THE REQUEST: Change every occurrence of "One dot marks each instance" to "One point marks each instance" in the rows below and reproduce them with all other text unchanged. Omit the pictures from your output.
─── RAW DATA
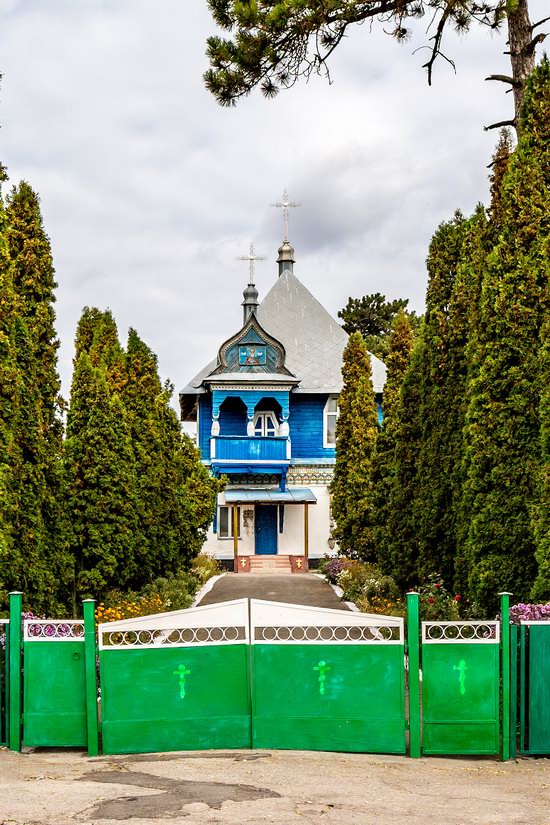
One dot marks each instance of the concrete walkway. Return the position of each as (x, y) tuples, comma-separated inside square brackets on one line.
[(301, 588)]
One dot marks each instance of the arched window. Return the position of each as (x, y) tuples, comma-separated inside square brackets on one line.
[(265, 424), (329, 421)]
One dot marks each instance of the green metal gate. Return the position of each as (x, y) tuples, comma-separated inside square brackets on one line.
[(326, 679), (54, 703), (535, 688), (4, 659), (460, 687), (176, 681)]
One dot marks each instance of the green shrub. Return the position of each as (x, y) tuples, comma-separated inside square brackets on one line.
[(436, 603)]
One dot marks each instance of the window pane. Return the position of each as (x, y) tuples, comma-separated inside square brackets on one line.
[(224, 522), (331, 429)]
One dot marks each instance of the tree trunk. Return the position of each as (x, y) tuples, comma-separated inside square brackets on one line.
[(522, 50)]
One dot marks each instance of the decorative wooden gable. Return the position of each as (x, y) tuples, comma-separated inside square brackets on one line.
[(251, 350)]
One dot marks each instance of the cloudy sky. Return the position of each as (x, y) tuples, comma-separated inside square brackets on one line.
[(150, 190)]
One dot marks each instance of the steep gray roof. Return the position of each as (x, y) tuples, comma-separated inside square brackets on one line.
[(314, 341)]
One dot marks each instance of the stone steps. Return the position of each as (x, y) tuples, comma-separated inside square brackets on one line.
[(270, 564)]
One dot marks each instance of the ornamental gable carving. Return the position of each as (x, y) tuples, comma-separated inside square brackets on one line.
[(251, 350)]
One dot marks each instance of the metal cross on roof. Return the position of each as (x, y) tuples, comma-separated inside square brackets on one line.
[(285, 205), (252, 258)]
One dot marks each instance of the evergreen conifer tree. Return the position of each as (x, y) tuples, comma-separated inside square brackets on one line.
[(356, 432), (175, 495), (503, 427), (10, 388), (400, 344), (101, 484), (541, 509), (400, 552), (38, 561), (442, 390)]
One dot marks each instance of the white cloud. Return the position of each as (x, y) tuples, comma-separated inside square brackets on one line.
[(150, 189)]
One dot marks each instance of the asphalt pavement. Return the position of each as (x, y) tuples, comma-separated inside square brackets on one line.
[(300, 588)]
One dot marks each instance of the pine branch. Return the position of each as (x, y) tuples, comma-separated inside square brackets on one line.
[(503, 79), (499, 124)]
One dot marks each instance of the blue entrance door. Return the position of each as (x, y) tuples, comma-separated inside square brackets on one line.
[(265, 529)]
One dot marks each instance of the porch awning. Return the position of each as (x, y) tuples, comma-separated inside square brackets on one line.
[(295, 495)]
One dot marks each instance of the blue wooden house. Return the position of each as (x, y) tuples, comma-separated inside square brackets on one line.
[(265, 411)]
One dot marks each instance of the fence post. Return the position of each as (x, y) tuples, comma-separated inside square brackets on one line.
[(91, 677), (513, 690), (413, 627), (505, 642), (14, 678)]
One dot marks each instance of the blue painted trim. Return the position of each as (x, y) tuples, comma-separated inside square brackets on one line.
[(251, 398)]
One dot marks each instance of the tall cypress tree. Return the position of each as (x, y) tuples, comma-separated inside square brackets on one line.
[(541, 508), (10, 389), (356, 431), (39, 562), (400, 344), (400, 555), (503, 427), (442, 393), (101, 484)]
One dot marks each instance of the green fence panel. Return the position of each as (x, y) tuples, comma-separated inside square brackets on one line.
[(326, 679), (460, 688), (535, 688), (54, 703), (176, 681), (4, 659)]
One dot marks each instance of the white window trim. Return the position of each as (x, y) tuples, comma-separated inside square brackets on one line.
[(263, 413), (326, 414), (229, 507)]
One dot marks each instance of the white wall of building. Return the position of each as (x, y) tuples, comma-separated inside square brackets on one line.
[(291, 540)]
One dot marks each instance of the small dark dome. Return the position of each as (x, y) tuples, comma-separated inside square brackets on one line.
[(286, 252), (250, 294)]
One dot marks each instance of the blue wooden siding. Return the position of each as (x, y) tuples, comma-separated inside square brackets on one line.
[(233, 417), (205, 425), (250, 449), (306, 427)]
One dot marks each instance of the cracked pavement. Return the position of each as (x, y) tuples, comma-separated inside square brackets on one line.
[(283, 787)]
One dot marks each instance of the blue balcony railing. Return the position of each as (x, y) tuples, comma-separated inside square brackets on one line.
[(237, 449)]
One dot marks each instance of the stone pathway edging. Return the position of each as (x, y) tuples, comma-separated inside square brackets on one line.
[(206, 588), (339, 592)]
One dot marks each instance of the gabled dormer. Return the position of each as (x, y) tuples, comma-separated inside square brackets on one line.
[(251, 351)]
──────
RESPONSE FOR THIS EXERCISE:
One point marks each instance of the concrete walkway. Return the position of each as (x, y) tuples, comma-separated inside square brackets on one line.
[(301, 588)]
One point marks each instance of the arched window. Return the position of each as (x, y) tuples, comma-separated inside square brackets on one line.
[(265, 424), (329, 421)]
One point marks each instance of the green metal gate. Return the position of each as (x, y) tuples, comma-separated inside square brackets on one line.
[(326, 679), (54, 703), (535, 688), (4, 659), (460, 687), (176, 681)]
One point marks each instance of the green shrub. Return the position of each as (x, y) tuples, comma-separated inside square brackets on one line.
[(436, 603)]
One point marks each instance of the window pane. Return the position of each as (x, y) tuples, comma-separated inside square brackets on one line.
[(224, 522), (331, 429)]
One point marks each instance of the tree trunk. Return the position of each as (x, y) tuples, comma-separated inside square brackets on one line.
[(522, 50)]
One point marks each instance of the decorative wooden gable. Return the position of each as (x, y) tuples, comma-separated inside square brackets on one line.
[(251, 350)]
One point marks each instance of the cloudy sky. Return the position of each as (x, y) tuples, comma-separated inside square brackets on one line.
[(150, 190)]
One point marks each instance of the steep gray roof. Return the position of each as (x, y) tuples, comma-separated inside square brackets on one line.
[(314, 341)]
One point marks each instance of the stone steps. Return the position of each as (x, y) tuples, comma-separated inside square brackets on one line.
[(270, 564)]
One point marks each instance of the ornamental gable carving. Return the position of each as (x, y) tuples, comma-separated inside square brackets on one line.
[(251, 350)]
One point marks each instance of the metal cross on roof. Return the position of each as (x, y) tuples, comma-separated inside square brackets on one line.
[(285, 205), (252, 258)]
One point marks each instance of the evergreen conifer tree. Return the position of each as (x, y) tuples, comma-separated inside square brackets on one line.
[(356, 432), (175, 495), (503, 427), (10, 388), (400, 344), (101, 484), (541, 509), (400, 552), (38, 561), (442, 390)]
One point marks each instance of the white cloud. Return the position of each as (x, y) tuples, comma-separated inside square brackets on one line.
[(150, 189)]
One point marks each instance of the asphalt pavement. Return the position of each as (x, y) tuples, comma-separated inside square brackets on one line.
[(300, 588)]
One point marks each instance of the pine branch. Return the position of each as (x, y) tuples, comma-separated inside square brackets on one line.
[(503, 79), (499, 124)]
One point marks each instance of the blue entrance door. Return the position of each as (x, y) tuples, comma-separated inside square brackets on one line.
[(265, 529)]
One point marks each instance of the porch awning. Return the position of each as (x, y) tuples, comma-separated inside square brackets on one line.
[(295, 495)]
One point marks each instance of the blue wooden house. Return the position of each as (x, y) tuples, comma-separated inside square brackets on one line.
[(265, 411)]
One point marks each instance of the fence post. Return the position of each as (x, y) tuples, comma-separated inside square brackets on one line.
[(91, 677), (513, 690), (413, 627), (505, 642), (14, 678)]
One point marks each instance of the blue painted trim. Return the position of each as (x, y) tuples, comma-separated inside square brackets on one line.
[(251, 398)]
One point marks each instance of the tall cypress tree. Return the position of each as (x, y) tuples, comma-separated inside square brackets on one line.
[(541, 508), (10, 389), (356, 431), (39, 562), (400, 344), (400, 555), (503, 427), (442, 393), (101, 484)]
One point marks each instance of the green fence panel. Return the position of each as (x, y) tuples, comma-separated inside square brackets on one line.
[(326, 679), (460, 688), (535, 688), (54, 703), (176, 681), (4, 659)]
One point marks each instance of the white window trim. Return the position of each as (x, y) tuples, comma-separated inside square brackets on one line.
[(263, 413), (326, 414), (229, 507)]
One point marks each instance of the white wall of building. Return the position of each as (x, y) tuples, comma-separated inside square brackets on one line.
[(291, 540)]
One point marks each instance of the small dark dome. Return the position of each as (x, y) tuples, comma-separated inside square brackets on one line.
[(286, 252), (250, 294)]
One point marks each instance of the blue wooden siding. Return the position of each as (x, y) tuples, comma-separated inside square brackets on one line.
[(233, 417), (205, 425), (250, 449), (306, 427)]
One point marks each instance of the cracked pavement. Return the position of each as (x, y) tuples, comma-separated inside square brackets on one line.
[(283, 787)]
One point marks each instance of the blue balcony railing. Return the position of each as (x, y) tuples, comma-separated inside square brackets on one line.
[(237, 449)]
One point marks each instance of the stone pathway edging. Return the position of each as (x, y) tuples, comma-separated inside square brackets on one line.
[(206, 588), (339, 592)]
One point marks each instance of the gabled dormer. Return the position of each as (x, y) tuples, comma-separated inside square brackets on one line.
[(251, 351)]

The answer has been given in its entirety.